Every entry that follows should be output exactly, and every image in it left out.

Data:
_ _ _ _

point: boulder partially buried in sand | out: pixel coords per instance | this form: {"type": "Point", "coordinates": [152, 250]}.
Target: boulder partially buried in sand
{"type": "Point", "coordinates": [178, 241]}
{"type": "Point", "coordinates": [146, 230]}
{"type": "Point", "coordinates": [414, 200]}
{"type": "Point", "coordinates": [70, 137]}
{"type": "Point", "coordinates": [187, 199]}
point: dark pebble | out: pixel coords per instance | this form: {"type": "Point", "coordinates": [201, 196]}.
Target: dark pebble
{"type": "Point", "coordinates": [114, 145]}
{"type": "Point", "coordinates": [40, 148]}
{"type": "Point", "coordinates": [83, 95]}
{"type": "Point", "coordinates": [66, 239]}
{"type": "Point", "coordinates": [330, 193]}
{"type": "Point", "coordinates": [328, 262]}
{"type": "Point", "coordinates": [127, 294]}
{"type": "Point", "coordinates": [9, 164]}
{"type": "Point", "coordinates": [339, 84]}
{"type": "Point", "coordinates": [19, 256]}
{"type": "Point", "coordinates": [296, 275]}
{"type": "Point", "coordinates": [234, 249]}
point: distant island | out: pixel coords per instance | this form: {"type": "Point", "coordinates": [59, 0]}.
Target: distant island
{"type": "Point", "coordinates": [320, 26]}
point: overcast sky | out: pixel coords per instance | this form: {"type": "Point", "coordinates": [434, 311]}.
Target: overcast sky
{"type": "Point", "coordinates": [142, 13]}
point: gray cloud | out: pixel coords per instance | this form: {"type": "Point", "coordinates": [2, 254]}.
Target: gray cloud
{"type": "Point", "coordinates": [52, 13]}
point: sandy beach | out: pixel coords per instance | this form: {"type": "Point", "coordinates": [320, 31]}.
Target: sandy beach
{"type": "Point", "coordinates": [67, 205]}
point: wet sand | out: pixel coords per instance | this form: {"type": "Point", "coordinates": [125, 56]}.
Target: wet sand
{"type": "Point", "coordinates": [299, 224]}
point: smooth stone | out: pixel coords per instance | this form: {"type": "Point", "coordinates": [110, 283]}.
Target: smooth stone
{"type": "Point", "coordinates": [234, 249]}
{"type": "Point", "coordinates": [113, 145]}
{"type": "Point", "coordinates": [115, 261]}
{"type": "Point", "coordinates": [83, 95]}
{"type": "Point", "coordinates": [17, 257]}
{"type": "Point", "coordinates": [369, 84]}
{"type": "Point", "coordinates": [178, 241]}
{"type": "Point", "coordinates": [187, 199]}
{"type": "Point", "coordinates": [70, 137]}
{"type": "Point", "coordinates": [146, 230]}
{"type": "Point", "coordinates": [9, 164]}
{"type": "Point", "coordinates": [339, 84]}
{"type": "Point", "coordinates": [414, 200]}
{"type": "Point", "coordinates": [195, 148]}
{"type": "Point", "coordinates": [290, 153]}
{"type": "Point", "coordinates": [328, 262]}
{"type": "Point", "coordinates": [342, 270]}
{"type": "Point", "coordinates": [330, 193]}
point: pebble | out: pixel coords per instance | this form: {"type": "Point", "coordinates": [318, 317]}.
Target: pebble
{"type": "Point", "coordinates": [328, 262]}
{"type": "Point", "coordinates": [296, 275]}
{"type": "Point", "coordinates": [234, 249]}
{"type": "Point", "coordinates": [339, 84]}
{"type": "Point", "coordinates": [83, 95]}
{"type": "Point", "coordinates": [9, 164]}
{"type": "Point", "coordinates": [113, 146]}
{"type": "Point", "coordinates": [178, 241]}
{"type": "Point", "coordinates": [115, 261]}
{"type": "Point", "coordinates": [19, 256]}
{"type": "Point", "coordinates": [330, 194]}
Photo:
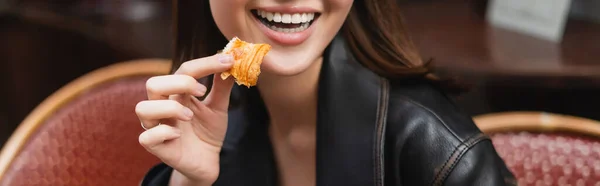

_ _ _ _

Exercise solution:
point: boulder partially buried in sand | out: pixel coords per instance | this form: {"type": "Point", "coordinates": [152, 250]}.
Target: boulder partially buried in sand
{"type": "Point", "coordinates": [178, 241]}
{"type": "Point", "coordinates": [146, 230]}
{"type": "Point", "coordinates": [414, 200]}
{"type": "Point", "coordinates": [70, 137]}
{"type": "Point", "coordinates": [187, 199]}
point: dark pebble | out: pixel coords per instance | this form: {"type": "Point", "coordinates": [201, 196]}.
Target: dark pebble
{"type": "Point", "coordinates": [114, 145]}
{"type": "Point", "coordinates": [40, 148]}
{"type": "Point", "coordinates": [83, 95]}
{"type": "Point", "coordinates": [66, 239]}
{"type": "Point", "coordinates": [330, 193]}
{"type": "Point", "coordinates": [328, 262]}
{"type": "Point", "coordinates": [127, 294]}
{"type": "Point", "coordinates": [9, 164]}
{"type": "Point", "coordinates": [339, 84]}
{"type": "Point", "coordinates": [19, 256]}
{"type": "Point", "coordinates": [296, 275]}
{"type": "Point", "coordinates": [234, 249]}
point: distant island | out: pixel coords per instance | this form: {"type": "Point", "coordinates": [59, 0]}.
Target: distant island
{"type": "Point", "coordinates": [320, 26]}
point: overcast sky | out: pixel coords per instance | this form: {"type": "Point", "coordinates": [434, 311]}.
Target: overcast sky
{"type": "Point", "coordinates": [142, 13]}
point: gray cloud | out: pixel coords per instance | this form: {"type": "Point", "coordinates": [2, 254]}.
Target: gray cloud
{"type": "Point", "coordinates": [52, 13]}
point: sandy beach | out: pixel coords per instance | this form: {"type": "Point", "coordinates": [320, 31]}.
Target: sandy beach
{"type": "Point", "coordinates": [67, 205]}
point: wet sand | out: pixel coords per instance | this form: {"type": "Point", "coordinates": [125, 56]}.
Target: wet sand
{"type": "Point", "coordinates": [299, 224]}
point: smooth stone | out: pixel coords per instance | this form: {"type": "Point", "coordinates": [110, 283]}.
Target: smooth stone
{"type": "Point", "coordinates": [234, 249]}
{"type": "Point", "coordinates": [113, 145]}
{"type": "Point", "coordinates": [115, 261]}
{"type": "Point", "coordinates": [83, 95]}
{"type": "Point", "coordinates": [17, 257]}
{"type": "Point", "coordinates": [369, 84]}
{"type": "Point", "coordinates": [178, 241]}
{"type": "Point", "coordinates": [187, 199]}
{"type": "Point", "coordinates": [70, 137]}
{"type": "Point", "coordinates": [146, 230]}
{"type": "Point", "coordinates": [9, 164]}
{"type": "Point", "coordinates": [339, 84]}
{"type": "Point", "coordinates": [414, 200]}
{"type": "Point", "coordinates": [195, 148]}
{"type": "Point", "coordinates": [290, 153]}
{"type": "Point", "coordinates": [328, 262]}
{"type": "Point", "coordinates": [342, 270]}
{"type": "Point", "coordinates": [330, 193]}
point: pebble | out: pixel coords per instance | this form: {"type": "Point", "coordinates": [318, 317]}.
Target: pebble
{"type": "Point", "coordinates": [328, 262]}
{"type": "Point", "coordinates": [296, 275]}
{"type": "Point", "coordinates": [234, 249]}
{"type": "Point", "coordinates": [339, 84]}
{"type": "Point", "coordinates": [83, 95]}
{"type": "Point", "coordinates": [9, 164]}
{"type": "Point", "coordinates": [113, 146]}
{"type": "Point", "coordinates": [178, 241]}
{"type": "Point", "coordinates": [115, 261]}
{"type": "Point", "coordinates": [19, 256]}
{"type": "Point", "coordinates": [330, 194]}
Photo:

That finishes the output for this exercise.